Records for processing Start Marker
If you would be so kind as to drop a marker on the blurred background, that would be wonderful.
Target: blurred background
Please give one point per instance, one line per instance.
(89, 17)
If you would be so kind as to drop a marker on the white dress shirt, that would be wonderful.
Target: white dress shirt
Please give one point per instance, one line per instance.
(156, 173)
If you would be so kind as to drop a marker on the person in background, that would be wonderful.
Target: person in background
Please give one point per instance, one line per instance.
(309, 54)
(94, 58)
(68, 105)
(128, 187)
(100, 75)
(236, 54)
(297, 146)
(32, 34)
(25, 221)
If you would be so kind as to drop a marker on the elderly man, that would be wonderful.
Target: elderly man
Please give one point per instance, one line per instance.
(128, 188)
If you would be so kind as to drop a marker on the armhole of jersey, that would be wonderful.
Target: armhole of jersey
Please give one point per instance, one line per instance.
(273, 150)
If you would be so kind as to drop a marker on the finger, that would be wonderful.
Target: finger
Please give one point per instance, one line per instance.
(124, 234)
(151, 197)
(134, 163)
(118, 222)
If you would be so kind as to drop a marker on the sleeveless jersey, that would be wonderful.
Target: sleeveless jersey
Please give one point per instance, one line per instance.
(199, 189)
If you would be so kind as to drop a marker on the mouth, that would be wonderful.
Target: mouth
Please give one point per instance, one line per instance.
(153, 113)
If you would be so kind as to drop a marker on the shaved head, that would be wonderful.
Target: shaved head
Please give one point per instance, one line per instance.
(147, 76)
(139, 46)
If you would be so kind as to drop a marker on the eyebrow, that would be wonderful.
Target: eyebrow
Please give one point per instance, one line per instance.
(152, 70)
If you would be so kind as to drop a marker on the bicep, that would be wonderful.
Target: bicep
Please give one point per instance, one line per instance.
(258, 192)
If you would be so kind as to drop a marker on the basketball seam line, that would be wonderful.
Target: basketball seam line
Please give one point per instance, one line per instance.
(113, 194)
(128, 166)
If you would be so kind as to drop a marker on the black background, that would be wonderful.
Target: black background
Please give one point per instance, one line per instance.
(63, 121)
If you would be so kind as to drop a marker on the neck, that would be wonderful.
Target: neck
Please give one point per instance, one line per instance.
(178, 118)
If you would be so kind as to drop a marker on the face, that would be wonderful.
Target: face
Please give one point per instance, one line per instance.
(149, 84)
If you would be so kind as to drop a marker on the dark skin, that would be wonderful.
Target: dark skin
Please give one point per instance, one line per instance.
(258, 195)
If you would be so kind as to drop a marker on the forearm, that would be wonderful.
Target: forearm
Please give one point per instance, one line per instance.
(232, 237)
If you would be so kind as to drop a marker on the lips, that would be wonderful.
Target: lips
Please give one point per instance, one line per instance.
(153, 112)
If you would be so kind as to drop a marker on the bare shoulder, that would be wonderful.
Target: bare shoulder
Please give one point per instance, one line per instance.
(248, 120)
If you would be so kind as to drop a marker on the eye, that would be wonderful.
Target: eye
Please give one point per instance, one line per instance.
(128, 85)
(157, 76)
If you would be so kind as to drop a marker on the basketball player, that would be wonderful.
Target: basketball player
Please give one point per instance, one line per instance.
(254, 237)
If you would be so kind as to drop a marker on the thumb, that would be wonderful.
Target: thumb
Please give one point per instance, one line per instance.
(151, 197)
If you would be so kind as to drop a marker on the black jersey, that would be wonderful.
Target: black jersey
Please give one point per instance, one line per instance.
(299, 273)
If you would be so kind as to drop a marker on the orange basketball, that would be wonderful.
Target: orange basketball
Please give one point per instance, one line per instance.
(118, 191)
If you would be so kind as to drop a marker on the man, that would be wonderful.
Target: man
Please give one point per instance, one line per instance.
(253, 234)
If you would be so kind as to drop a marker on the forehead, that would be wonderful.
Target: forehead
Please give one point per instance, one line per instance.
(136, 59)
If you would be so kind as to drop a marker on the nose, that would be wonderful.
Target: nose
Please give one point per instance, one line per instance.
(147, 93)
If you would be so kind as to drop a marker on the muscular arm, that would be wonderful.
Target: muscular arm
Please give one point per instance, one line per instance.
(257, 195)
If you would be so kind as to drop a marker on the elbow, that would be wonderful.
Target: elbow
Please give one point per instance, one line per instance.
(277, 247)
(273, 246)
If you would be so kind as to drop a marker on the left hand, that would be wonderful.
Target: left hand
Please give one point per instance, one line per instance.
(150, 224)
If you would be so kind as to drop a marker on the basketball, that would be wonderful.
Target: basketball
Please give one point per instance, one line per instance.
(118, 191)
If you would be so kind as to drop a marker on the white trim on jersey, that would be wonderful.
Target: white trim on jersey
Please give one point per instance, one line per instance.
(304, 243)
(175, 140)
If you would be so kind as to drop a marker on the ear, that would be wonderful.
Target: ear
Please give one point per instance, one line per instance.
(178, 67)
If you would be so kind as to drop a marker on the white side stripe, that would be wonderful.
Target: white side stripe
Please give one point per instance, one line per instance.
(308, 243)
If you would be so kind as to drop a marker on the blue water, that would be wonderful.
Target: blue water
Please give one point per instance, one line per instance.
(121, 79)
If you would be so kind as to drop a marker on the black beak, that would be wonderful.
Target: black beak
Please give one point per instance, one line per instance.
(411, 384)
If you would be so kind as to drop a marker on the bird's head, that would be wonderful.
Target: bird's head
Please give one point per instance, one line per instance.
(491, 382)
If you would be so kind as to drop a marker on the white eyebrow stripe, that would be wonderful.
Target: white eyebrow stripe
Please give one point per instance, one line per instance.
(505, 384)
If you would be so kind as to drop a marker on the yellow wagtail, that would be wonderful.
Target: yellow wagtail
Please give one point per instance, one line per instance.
Records for processing End Marker
What this task involves:
The expected output is an exact copy of all the records above.

Answer section:
If you would be so kind as to drop a marker on the blurred background, that would be wonderful.
Target: blurred background
Please give one point per instance, one line per instance.
(89, 17)
If you would be so kind as to drop a marker on the white dress shirt, that would be wonderful.
Target: white dress shirt
Please give one point per instance, one line per instance.
(156, 173)
If you would be so kind as to drop a marker on the person in background, that would be wonderful.
Target: person in background
Please give one point per instance, one line per instance.
(309, 54)
(94, 58)
(68, 105)
(128, 187)
(100, 75)
(236, 54)
(297, 146)
(32, 34)
(25, 221)
If you would be so kind as to drop a marker on the elderly man, that would be wonderful.
Target: elderly man
Please give one point per instance, one line per instance.
(128, 188)
If you would be so kind as to drop a marker on the armhole of jersey, that would be wonderful.
Target: armhole of jersey
Please give one point per instance, one line per instance.
(273, 150)
If you would be so kind as to drop a marker on the finger, that would be wonderful.
Target: finger
Please give one point per instance, one line per instance.
(124, 234)
(151, 197)
(134, 163)
(118, 222)
If you would be so kind as to drop a marker on the sleeveless jersey, that would be wonderful.
Target: sleeveless jersey
Please give one point per instance, one line per instance.
(199, 189)
If you would be so kind as to drop a marker on the mouth, that would be wonderful.
Target: mouth
Please give one point per instance, one line per instance.
(153, 113)
If you would be so kind as to drop a marker on the shaved head, that would be wonderful.
Target: shaved head
Please give one point per instance, one line per instance.
(147, 76)
(139, 46)
If you would be so kind as to drop a marker on the eyebrow, that would be wonderful.
Target: eyebrow
Please give one point per instance, one line per instance.
(152, 70)
If you would be so kind as to drop a marker on the bicep, that would be wonderful.
Target: bicep
Please give one point per instance, one line per instance.
(258, 192)
If you would be so kind as to drop a marker on the basketball seam line, that would be wonderful.
Target: basketball seam line
Please give one point per instance, one line per instance.
(113, 194)
(128, 166)
If you would be so kind as to drop a marker on the black background, that would be wonderful.
Target: black background
Please give one point per instance, one line per instance.
(63, 121)
If you would be so kind as to drop a marker on the neck, that would be wonderful.
Target: neck
Please give one point per instance, one line per instance.
(178, 118)
If you would be so kind as to drop a marker on the face, that would be wonderful.
Target: face
Please give one point per instance, one line per instance.
(149, 84)
If you would be so kind as to drop a marker on the dark skin, that would be wonderful.
Target: dark skin
Please give one point per instance, one line per instance.
(258, 195)
If you would be so kind as to drop a marker on the forearm, that would be wonderful.
Target: forearm
Please give one point per instance, one line per instance.
(232, 237)
If you would be so kind as to drop a marker on the lips, that would be wonderful.
Target: lips
Please give one point per instance, one line per instance.
(153, 112)
If you would be so kind as to drop a marker on the bare shoulder, that would be wonderful.
Target: bare shoulder
Please give one point per instance, one line per instance.
(248, 120)
If you would be so kind as to drop a marker on the eye, that would be wonderful.
Target: eye
Please give one point per instance, one line per instance.
(128, 85)
(157, 76)
If you would be so kind as to drop a marker on the basketball player, that would be wonderful.
Target: basketball player
Please give one point per instance, one line per instance.
(254, 237)
If you would be so kind as to drop a marker on the thumb, that would be wonderful.
Target: thumb
Please give one point per instance, one line per instance.
(151, 197)
If you would be so kind as to drop a marker on the black jersey, that would be wonderful.
Target: black jersey
Please give one point per instance, one line per instance.
(299, 273)
If you would be so kind as to drop a marker on the orange basketball, that would be wonderful.
Target: orange basketball
Please give one point per instance, one line per instance.
(118, 191)
If you would be so kind as to drop a marker on the man, that would be wonderful.
Target: man
Please give one point per instance, one line per instance.
(253, 234)
If you would be so kind as to drop a marker on the forehead, that would be wonderful.
Target: forehead
Please give one point per instance, one line per instance.
(136, 59)
If you would be so kind as to drop a marker on the nose, that would be wonderful.
Target: nose
Please give one point per instance, one line per instance.
(147, 93)
If you would be so kind as to drop a marker on the muscular arm, that would be wonderful.
Target: muscular arm
Please give one point per instance, one line per instance.
(257, 195)
If you would be so kind as to drop a marker on the elbow, that would be wonderful.
Target: elbow
Please give one point per instance, one line per instance.
(277, 247)
(273, 246)
If you would be so kind as to drop a marker on the left hand, that would be wonderful.
Target: left hand
Please give one point per instance, one line per instance.
(150, 224)
If you would be so kind as to drop a marker on the basketball, that would be wonderful.
Target: basketball
Please give one point per instance, one line per instance.
(118, 191)
If you would be so kind as to drop a marker on the white trim on jersey, that would be wonderful.
Target: white trim on jersey
Please give one point per instance, one line per instance.
(304, 243)
(175, 140)
If you would be so kind as to drop a marker on the ear, that would be wonderful.
Target: ear
Please give one point per instance, one line per instance.
(178, 67)
If you would be so kind as to drop a marker on the white side stripe, that would be wonderful.
Target: white side stripe
Please give one point per instance, one line per instance.
(308, 243)
If you would be so kind as to drop a marker on the blue water, that would be wonderful.
Target: blue water
Please give one point per instance, one line per instance.
(121, 79)
If you would be so kind as to drop a marker on the black beak, that would be wonderful.
Target: black beak
Please give one point per instance, one line per instance.
(411, 384)
If you would be so kind as to drop a marker on the bird's head, that would be wonderful.
Target: bird's head
Please give one point per instance, one line per instance.
(491, 382)
If you would be so kind as to drop a marker on the white eyebrow stripe, that would be wonderful.
Target: white eyebrow stripe
Please give one point per instance, one line per instance.
(505, 384)
If you would be so kind as to drop a marker on the yellow wagtail, that would be wonderful.
Target: yellow wagtail
Please give one point per instance, one line per instance.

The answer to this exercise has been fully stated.